> **Your goal**: In the copy, include no images. Reproduce the entries exactly.
═══ Data for review ═══
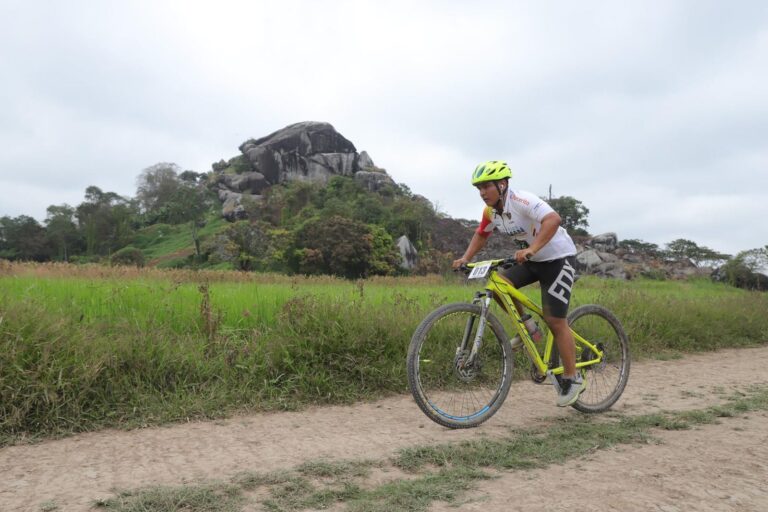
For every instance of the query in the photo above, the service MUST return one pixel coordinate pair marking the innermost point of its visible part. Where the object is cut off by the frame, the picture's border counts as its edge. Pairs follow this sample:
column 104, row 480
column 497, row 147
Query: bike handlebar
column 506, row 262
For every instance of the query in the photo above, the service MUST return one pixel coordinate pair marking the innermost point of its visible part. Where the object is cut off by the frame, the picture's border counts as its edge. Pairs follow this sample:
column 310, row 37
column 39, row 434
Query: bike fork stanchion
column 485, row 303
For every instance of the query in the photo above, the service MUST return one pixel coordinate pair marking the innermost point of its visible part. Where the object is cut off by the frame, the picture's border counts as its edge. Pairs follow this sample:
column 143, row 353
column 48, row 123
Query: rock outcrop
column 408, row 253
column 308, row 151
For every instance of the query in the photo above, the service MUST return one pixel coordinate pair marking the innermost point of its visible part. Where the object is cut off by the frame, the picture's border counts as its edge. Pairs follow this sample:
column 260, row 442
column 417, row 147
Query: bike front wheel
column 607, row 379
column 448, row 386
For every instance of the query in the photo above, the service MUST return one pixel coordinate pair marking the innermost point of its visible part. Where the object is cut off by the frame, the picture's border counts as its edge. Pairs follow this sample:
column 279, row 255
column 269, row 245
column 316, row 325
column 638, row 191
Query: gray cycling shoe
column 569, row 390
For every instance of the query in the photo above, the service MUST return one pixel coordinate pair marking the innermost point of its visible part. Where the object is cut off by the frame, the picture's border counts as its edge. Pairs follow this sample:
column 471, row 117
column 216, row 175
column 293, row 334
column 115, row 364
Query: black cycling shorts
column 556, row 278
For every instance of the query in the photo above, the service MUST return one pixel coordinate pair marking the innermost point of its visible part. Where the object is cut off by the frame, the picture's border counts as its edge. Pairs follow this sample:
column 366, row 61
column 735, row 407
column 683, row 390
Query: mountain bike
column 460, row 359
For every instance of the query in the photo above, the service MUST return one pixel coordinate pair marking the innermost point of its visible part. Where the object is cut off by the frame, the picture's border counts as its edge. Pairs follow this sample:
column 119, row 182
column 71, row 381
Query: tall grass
═══
> **Answer space**:
For every instance of the query in the photo above, the service MUST return one pixel coordinate pair marking the innermost point of its visible part. Where the object is cut off by the frame, the picture's border counts as its edge. Pairs follow this sample:
column 104, row 480
column 497, row 147
Query: bike handlebar
column 506, row 262
For every instance of the query in the photo above, the service MUST return one pixel coordinate pair marking the innermost point of its visible part. Where the object is cut off by the frame, the picture's border counts as its edge. Pairs follow this sample:
column 310, row 37
column 39, row 434
Query: bike fork stanchion
column 485, row 303
For every instance of the query in the photo above, the service MUST return one pixel coordinate pair marking the innermost point of its visible part. Where the object is cut off by the frame, the picture's border counts as its edge. Pairs follow this sample:
column 143, row 353
column 48, row 123
Query: rock outcrop
column 408, row 253
column 308, row 151
For every instance of the query in the photo above, the service MUST return one pixel coordinate pair marking the innermost point of its visible part. Where the object is cut off by the frame, the picture's border counts as its edge. Pairs follow this sample:
column 260, row 442
column 417, row 147
Query: bike front wheel
column 607, row 379
column 448, row 386
For every instance of the query in the photo above, the service MUST return one pixel coordinate pair marking the innermost point of its visible part. Where the object is cut off by the frame, the picture's border counts as its edge. Pairs follow this sample:
column 279, row 255
column 269, row 245
column 316, row 325
column 638, row 191
Query: gray cycling shoe
column 569, row 390
For every instance of the query in the photo above, the service MUST return one pixel coordinate pair marking the innermost point of its visible part. Where the object is cut off by the frame, the picture's border counts as its edge. Pairs follow this sample:
column 471, row 117
column 216, row 175
column 293, row 334
column 115, row 364
Query: black cycling shorts
column 556, row 278
For every instance of the query in the photo above, the service MUST return one pixel coordinate pair marking the innermost point of its visible part. Where the object is cut off by the frame, the picture's border counts as its edge. Pairs follow this sample:
column 366, row 61
column 735, row 407
column 683, row 390
Query: mountain bike
column 460, row 359
For every instance of the query in the photo above, the service MUST return one pixel coordinate pair marking the innermost point of its visible part. Where the object is cut off by the frame, the picture's border counts as its edge. Pairs follow this sample:
column 119, row 182
column 71, row 381
Query: tall grass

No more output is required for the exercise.